Nouveau lieu saint en Inde

Publié le 10 avril 2008 par Lecomte

Dans la thématique des auteurs que je souhaite mettre en avant sur mon blog, j'ai le plaisir de vous présenter Céline Richard, jeune femme curieuse de la vie, voyageuse dans l'âme.

Son ancien blog Notes pour un film en Inde fut récompensé de la 3ème place lors du Concours de Blogs de Voyages organisé par le voyagiste Expedia en 2007 sur le thème du Voyage Durable.

De ses deux voyages en Inde - 7 mois entre décembre 2006 et février 2008 - en solo avec juste son sac à dos et quelques transports locaux, Céline alimente avec enthousiasme et implication ses carnets de voyages sur ses pérégrinations et découvertes au sujet de ce pays fascinant, "Voyager m'est vital. Je ne prends jamais autant de plaisir qu'en me confrontant aux éléments naturels, à d'autres modes de pensées, à d'autres problématiques ou à d'autres conceptions de la vie et de la mort... afin de mieux comprendre les enjeux géopolotiques...et plus simplement d'assouvir ma curiosité ! "

Voici son article :

"Pour les hindouistes , tous les êtres vivants sont assujettis au cycle des réincarnations successives "samsara", duquel ils peuvent être délivrés "mukti" pour atteindre la dissolution dans le divin et la fusion avec la conscience cosmique "nirvana".

La qualité de la renaissance dépend du karma, c'est-à-dire de la qualité des actes commis durant la présente vie ainsi que les vies antérieures. Il est possible d'échapper à ce cycle par la pratique de la charité, de la dévotion, du renoncement et de la méditation. Les renonçants, également appelés sâdhu ou affectueusement baba, coupent alors tout lien avec leur famille pour parcourir les routes de l'Inde et du Népal, vivant grâce aux dons des dévots.

Des raisons moins spirituelles comme fuir sa caste - les saints hommes ne reconnaissent pas ce système - échapper à une situation familiale pénible mais aussi de la part d'une femme à l'infâmie du veuvage incitent certains Indiens à opter pour cette voie.

Au nord de l'Inde, à Khajuraho, une petite ville du Madhya Pradesh, vivait depuis des décennies, sous une tente au pied d'un temple dédié à Shiva, un homme saint que les habitants appelaient

L'année dernière, mon jeune ami Dinesh m'avait demandée de l'accompagner au temple. Ce jour-là, j'avais rencontré Babaji pour la première fois. Il paraissait si vieux avec son teint cireux et ses membres décharnés... 110 ans selon les uns, 120 selon les autres. Allongé sur un matelas au sol, une femme lui massait le dos : la croyance veut que les sâdhus aient certains pouvoirs.Babaji n'était pas de ceux qui sont capables d'entrer en lévitation ou vivre sans manger. Babaji avait le pouvoir de guérir les femmes stériles.

Entrées issues d'une collection:
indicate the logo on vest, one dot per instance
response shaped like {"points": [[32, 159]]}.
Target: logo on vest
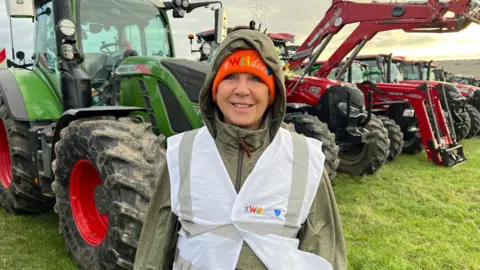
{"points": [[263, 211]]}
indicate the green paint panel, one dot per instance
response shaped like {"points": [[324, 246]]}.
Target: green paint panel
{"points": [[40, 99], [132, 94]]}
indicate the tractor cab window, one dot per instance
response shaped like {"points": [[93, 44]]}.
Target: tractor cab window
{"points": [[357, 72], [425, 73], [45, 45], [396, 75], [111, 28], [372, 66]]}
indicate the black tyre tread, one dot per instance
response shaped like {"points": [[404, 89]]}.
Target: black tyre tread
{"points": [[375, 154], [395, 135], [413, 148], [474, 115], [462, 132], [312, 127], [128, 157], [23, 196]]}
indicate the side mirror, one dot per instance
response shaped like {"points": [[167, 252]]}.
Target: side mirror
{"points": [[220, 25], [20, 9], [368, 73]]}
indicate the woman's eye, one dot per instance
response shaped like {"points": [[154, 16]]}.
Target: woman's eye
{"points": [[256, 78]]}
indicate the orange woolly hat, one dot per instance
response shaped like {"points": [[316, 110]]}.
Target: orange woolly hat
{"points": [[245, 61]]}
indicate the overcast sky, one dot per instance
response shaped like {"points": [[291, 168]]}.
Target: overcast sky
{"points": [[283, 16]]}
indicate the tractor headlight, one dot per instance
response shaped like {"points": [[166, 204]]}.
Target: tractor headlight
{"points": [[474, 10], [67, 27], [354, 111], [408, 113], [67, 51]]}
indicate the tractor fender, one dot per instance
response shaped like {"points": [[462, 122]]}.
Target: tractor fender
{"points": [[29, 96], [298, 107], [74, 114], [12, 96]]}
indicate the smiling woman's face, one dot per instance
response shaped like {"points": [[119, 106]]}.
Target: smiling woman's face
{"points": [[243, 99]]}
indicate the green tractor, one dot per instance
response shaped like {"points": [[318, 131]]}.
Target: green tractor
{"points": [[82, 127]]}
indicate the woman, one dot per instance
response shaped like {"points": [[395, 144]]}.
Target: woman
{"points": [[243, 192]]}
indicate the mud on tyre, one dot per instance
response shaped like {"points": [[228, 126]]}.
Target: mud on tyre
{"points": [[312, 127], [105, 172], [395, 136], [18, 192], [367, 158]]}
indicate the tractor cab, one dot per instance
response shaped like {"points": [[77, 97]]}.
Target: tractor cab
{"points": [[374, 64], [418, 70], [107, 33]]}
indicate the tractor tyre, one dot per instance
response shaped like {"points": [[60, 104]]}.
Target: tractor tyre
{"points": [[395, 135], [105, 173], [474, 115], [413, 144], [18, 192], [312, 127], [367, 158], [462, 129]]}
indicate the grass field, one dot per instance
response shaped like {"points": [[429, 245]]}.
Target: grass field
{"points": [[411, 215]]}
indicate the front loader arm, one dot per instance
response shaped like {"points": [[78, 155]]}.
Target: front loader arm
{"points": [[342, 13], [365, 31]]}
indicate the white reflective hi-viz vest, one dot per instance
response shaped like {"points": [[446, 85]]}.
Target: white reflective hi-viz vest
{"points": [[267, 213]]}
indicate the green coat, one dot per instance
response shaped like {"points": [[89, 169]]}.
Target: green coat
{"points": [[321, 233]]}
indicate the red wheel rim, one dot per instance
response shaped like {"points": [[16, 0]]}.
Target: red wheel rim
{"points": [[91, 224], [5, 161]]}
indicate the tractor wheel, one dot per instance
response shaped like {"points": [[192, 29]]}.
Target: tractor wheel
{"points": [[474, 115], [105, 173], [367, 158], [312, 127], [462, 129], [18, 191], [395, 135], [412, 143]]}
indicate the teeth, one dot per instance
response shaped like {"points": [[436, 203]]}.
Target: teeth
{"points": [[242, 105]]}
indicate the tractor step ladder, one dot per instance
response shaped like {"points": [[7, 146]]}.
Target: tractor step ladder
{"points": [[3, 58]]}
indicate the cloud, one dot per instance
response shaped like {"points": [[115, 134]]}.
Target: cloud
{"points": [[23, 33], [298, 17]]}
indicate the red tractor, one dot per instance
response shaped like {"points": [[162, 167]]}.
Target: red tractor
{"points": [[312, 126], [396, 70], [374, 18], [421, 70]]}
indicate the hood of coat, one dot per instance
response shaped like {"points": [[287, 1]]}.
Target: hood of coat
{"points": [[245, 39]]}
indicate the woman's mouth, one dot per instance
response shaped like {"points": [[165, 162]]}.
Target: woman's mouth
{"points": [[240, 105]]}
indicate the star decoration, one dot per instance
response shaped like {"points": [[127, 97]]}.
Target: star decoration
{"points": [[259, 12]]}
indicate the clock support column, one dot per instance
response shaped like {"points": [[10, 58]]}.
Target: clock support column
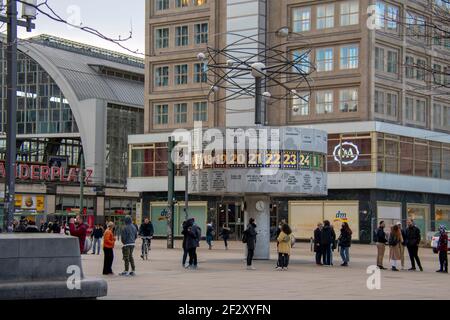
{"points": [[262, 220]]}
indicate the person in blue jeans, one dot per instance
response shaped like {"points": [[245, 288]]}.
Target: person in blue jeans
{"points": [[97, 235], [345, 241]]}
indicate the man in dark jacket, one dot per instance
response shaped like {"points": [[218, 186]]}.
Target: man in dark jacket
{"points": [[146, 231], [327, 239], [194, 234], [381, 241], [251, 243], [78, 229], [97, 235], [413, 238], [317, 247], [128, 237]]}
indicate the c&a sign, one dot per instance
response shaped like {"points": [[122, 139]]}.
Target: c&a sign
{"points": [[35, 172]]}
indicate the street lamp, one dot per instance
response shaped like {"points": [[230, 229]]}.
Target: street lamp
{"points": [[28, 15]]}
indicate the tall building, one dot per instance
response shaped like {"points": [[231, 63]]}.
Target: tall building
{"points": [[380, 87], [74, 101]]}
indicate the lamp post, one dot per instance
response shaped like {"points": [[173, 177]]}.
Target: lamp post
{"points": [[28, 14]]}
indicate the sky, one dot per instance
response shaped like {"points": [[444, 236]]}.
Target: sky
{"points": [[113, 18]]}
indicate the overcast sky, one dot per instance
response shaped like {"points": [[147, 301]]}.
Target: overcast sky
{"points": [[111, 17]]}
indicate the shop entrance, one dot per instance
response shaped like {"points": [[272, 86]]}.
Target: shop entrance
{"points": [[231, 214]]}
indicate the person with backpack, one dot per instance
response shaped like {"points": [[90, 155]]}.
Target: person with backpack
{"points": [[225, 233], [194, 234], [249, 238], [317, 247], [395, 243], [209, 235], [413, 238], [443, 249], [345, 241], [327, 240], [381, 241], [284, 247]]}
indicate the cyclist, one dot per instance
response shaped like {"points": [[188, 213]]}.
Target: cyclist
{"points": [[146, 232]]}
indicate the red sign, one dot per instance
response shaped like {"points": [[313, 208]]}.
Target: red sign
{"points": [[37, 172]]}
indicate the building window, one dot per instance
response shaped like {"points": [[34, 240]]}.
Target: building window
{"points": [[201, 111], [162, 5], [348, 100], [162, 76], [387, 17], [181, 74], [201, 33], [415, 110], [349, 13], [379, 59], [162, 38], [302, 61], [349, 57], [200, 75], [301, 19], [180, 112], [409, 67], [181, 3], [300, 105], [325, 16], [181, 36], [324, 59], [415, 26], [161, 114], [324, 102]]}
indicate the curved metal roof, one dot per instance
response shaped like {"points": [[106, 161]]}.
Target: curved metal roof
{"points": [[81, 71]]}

== Objectifs ==
A: Selon le billet, quel rang le blog Notes pour un film en Inde a-t-il obtenu au concours de blogs de voyages organisé par Expedia en 2007 ?
B: Pouvez-vous répéter mot pour mot un passage du billet ? Commencez aux mots « Dans la thématique » et arrêtez-vous après « du Voyage Durable. ».
C: Dans le billet, réécrivez sous forme de liste le paragraphe qui commence par « La qualité de la renaissance dépend du karma », en conservant ses faits principaux.

== Solutions dans l'ordre ==
A: La 3e place.

B:
Dans la thématique des auteurs que je souhaite mettre en avant sur mon blog, j'ai le plaisir de vous présenter Céline Richard, jeune femme curieuse de la vie, voyageuse dans l'âme.

Son ancien blog Notes pour un film en Inde fut récompensé de la 3ème place lors du Concours de Blogs de Voyages organisé par le voyagiste Expedia en 2007 sur le thème du Voyage Durable.

C:
- La qualité de la renaissance dépend du karma, c'est-à-dire de la qualité des actes de la vie présente et des vies antérieures.
- On peut échapper au cycle par la charité, la dévotion, le renoncement et la méditation.
- Les renonçants, appelés sâdhu ou affectueusement baba, coupent tout lien avec leur famille.
- Ils parcourent les routes de l'Inde et du Népal et vivent grâce aux dons des dévots.